* **PROBLEM REQUIREMENTS**
Starting at the line that contains "indicate the dark" and ending at the last line of the records, write out every line again with the requests unchanged, and add 83 to each coordinate in the answer points.

Begin DATA SUPPLIED

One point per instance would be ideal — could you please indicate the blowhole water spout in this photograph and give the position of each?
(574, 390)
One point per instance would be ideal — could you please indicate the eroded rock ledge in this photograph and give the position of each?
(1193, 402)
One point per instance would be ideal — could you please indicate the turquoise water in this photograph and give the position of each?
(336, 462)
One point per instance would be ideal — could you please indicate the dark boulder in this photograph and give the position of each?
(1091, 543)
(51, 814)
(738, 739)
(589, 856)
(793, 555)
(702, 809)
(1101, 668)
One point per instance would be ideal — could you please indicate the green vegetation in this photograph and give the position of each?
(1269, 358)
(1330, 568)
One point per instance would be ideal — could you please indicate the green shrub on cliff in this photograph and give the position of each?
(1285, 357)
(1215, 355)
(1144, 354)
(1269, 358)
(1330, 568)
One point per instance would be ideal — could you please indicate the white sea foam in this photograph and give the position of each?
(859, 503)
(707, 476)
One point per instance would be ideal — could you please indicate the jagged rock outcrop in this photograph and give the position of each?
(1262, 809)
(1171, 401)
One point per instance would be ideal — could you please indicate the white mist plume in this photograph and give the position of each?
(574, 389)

End DATA SUPPLIED

* **CORRECT ANSWER**
One point per instance would be ideal — could you please indicate the dark boulder in this photograph and give the position of each?
(1174, 626)
(134, 897)
(821, 822)
(672, 939)
(876, 638)
(785, 892)
(1184, 751)
One point per instance would be ideal — could you please indicate the green vegetation in this photograph and give the position of each?
(1352, 441)
(1413, 651)
One point per instance would be ideal — could you please indicate the green shrub on cliff in this photograph and give the position of each?
(1368, 440)
(1298, 438)
(1227, 437)
(1352, 441)
(1413, 651)
One point per instance would be ideal — could you please indicate the white sea foam in this photograph and give the position of each?
(942, 586)
(790, 559)
One point per instance would be ideal — could you please indicate the jagged rock outcrop in this photograph and give the position of each?
(1345, 892)
(1254, 484)
One point per instance would be ideal — could you please indicate the white mist plume in this photograph and give the position of each?
(657, 472)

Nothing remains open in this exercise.